_PROBLEM TO SOLVE:_ Please reproduce, exactly and in full, the lines running from the one that contains "Phrase: coat belt" to the end of the entries.

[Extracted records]
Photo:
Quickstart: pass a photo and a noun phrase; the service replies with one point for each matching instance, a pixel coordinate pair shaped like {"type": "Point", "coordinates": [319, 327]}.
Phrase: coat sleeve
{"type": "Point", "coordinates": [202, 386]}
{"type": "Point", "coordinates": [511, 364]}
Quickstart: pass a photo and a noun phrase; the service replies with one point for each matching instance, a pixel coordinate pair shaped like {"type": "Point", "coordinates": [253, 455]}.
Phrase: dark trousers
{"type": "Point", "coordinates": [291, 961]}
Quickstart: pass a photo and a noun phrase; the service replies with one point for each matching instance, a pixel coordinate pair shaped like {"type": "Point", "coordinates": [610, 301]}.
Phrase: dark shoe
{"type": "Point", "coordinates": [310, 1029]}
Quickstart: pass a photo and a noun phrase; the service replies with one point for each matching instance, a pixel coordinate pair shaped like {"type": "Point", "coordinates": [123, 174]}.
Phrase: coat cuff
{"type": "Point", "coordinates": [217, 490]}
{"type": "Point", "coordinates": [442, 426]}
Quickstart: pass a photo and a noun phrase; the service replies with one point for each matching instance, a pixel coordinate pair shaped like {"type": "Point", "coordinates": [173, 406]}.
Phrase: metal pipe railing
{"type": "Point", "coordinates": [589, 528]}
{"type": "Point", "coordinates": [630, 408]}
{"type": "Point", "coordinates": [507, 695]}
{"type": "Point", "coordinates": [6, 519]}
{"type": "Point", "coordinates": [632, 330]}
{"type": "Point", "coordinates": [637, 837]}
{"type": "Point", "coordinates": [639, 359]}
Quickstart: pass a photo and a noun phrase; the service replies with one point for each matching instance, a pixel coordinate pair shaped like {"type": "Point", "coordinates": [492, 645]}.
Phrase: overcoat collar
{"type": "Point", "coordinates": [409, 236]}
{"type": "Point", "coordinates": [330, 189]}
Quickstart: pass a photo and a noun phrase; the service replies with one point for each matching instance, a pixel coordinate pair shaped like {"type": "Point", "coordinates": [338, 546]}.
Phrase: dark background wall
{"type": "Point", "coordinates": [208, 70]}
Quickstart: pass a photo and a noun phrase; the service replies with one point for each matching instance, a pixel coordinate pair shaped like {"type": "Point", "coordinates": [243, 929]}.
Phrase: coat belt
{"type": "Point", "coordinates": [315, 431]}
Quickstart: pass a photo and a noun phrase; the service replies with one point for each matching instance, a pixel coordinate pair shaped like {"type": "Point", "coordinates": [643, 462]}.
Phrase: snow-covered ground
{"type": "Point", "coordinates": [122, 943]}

_OUTPUT FOR THIS EXERCISE:_
Phrase: coat belt
{"type": "Point", "coordinates": [315, 431]}
Quickstart: pass a photo and a noun phrase; the service replies with one point for each matching instance, a pixel coordinate pair shaped like {"type": "Point", "coordinates": [643, 462]}.
Phrase: snow-covered ground
{"type": "Point", "coordinates": [122, 943]}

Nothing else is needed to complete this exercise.